--- DONNÉES DE TRAVAIL ---

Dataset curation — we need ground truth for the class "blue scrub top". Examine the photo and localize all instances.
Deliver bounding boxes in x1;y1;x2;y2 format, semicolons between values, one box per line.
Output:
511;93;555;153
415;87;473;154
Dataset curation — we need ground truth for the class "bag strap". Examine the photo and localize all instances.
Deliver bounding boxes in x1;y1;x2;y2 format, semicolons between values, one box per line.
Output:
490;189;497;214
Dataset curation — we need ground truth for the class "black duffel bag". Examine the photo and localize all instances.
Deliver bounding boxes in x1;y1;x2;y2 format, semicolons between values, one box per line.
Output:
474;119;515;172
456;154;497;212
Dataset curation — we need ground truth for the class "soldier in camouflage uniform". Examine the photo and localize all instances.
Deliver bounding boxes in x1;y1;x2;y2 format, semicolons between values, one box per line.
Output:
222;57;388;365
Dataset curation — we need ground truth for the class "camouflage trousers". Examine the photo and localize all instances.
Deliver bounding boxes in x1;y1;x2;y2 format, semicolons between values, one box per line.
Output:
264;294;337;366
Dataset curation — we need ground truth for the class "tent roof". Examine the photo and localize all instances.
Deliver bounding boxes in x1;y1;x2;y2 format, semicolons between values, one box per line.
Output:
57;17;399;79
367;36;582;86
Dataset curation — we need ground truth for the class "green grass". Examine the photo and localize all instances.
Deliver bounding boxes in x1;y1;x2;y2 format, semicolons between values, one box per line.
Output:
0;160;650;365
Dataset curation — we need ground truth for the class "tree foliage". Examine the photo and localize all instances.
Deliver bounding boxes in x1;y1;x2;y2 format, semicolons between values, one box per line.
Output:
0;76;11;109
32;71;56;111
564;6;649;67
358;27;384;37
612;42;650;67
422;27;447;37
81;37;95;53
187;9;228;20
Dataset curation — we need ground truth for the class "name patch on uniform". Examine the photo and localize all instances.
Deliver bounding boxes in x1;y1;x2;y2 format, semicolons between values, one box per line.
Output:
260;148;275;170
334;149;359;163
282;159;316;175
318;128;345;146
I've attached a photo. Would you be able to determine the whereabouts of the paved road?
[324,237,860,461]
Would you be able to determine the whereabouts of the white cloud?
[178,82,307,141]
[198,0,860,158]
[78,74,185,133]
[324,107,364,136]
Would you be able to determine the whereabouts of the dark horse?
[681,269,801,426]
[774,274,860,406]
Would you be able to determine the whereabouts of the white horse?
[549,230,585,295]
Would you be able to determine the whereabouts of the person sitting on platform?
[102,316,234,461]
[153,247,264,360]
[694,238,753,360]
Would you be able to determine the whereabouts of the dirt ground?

---

CONSIGNE
Convertissez l'ensemble des données ci-dessus en une liste JSON de chaînes de caractères, avec une chaîne par ligne et sans les lignes vides.

RÉSULTAT OBTENU
[
  "Dataset curation — we need ground truth for the class \"blue scrub top\". Examine the photo and localize all instances.",
  "Deliver bounding boxes in x1;y1;x2;y2 format, semicolons between values, one box per line.",
  "Output:",
  "511;93;555;153",
  "415;87;473;154",
  "Dataset curation — we need ground truth for the class \"bag strap\". Examine the photo and localize all instances.",
  "Deliver bounding boxes in x1;y1;x2;y2 format, semicolons between values, one box per line.",
  "Output:",
  "490;189;497;214",
  "Dataset curation — we need ground truth for the class \"black duffel bag\". Examine the photo and localize all instances.",
  "Deliver bounding boxes in x1;y1;x2;y2 format, semicolons between values, one box per line.",
  "Output:",
  "474;119;515;172",
  "456;154;497;212",
  "Dataset curation — we need ground truth for the class \"soldier in camouflage uniform\". Examine the photo and localize all instances.",
  "Deliver bounding boxes in x1;y1;x2;y2 format, semicolons between values, one box per line.",
  "Output:",
  "222;57;388;365",
  "Dataset curation — we need ground truth for the class \"camouflage trousers\". Examine the photo and localize all instances.",
  "Deliver bounding boxes in x1;y1;x2;y2 format, semicolons between values, one box per line.",
  "Output:",
  "264;294;337;366",
  "Dataset curation — we need ground truth for the class \"tent roof\". Examine the photo and localize all instances.",
  "Deliver bounding boxes in x1;y1;x2;y2 format, semicolons between values, one box per line.",
  "Output:",
  "57;17;399;79",
  "367;36;582;86",
  "Dataset curation — we need ground truth for the class \"green grass\". Examine the photo and localize all instances.",
  "Deliver bounding boxes in x1;y1;x2;y2 format, semicolons between values, one box per line.",
  "Output:",
  "0;160;650;365",
  "Dataset curation — we need ground truth for the class \"tree foliage\". Examine the photo and localize all instances.",
  "Deliver bounding boxes in x1;y1;x2;y2 format, semicolons between values, one box per line.",
  "Output:",
  "0;76;11;109",
  "32;71;56;111",
  "564;6;649;67",
  "358;27;384;37",
  "612;42;650;67",
  "422;27;447;37",
  "81;37;95;53",
  "187;9;228;20",
  "Dataset curation — we need ground truth for the class \"name patch on uniform\". Examine the photo and localize all instances.",
  "Deliver bounding boxes in x1;y1;x2;y2 format, semicolons between values, one box per line.",
  "Output:",
  "260;148;275;170",
  "334;149;359;163",
  "282;159;316;175",
  "318;128;345;146",
  "I've attached a photo. Would you be able to determine the whereabouts of the paved road?",
  "[324,237,860,461]",
  "Would you be able to determine the whereabouts of the white cloud?",
  "[178,82,307,141]",
  "[198,0,860,158]",
  "[78,74,185,133]",
  "[324,107,364,136]",
  "Would you be able to determine the whereabouts of the dark horse?",
  "[681,269,801,426]",
  "[774,274,860,406]",
  "Would you be able to determine the whereabouts of the white horse?",
  "[549,230,585,295]",
  "Would you be able to determine the whereabouts of the person sitting on platform?",
  "[102,316,234,461]",
  "[153,247,264,360]",
  "[694,238,753,360]",
  "Would you be able to determine the whereabouts of the dirt ground?"
]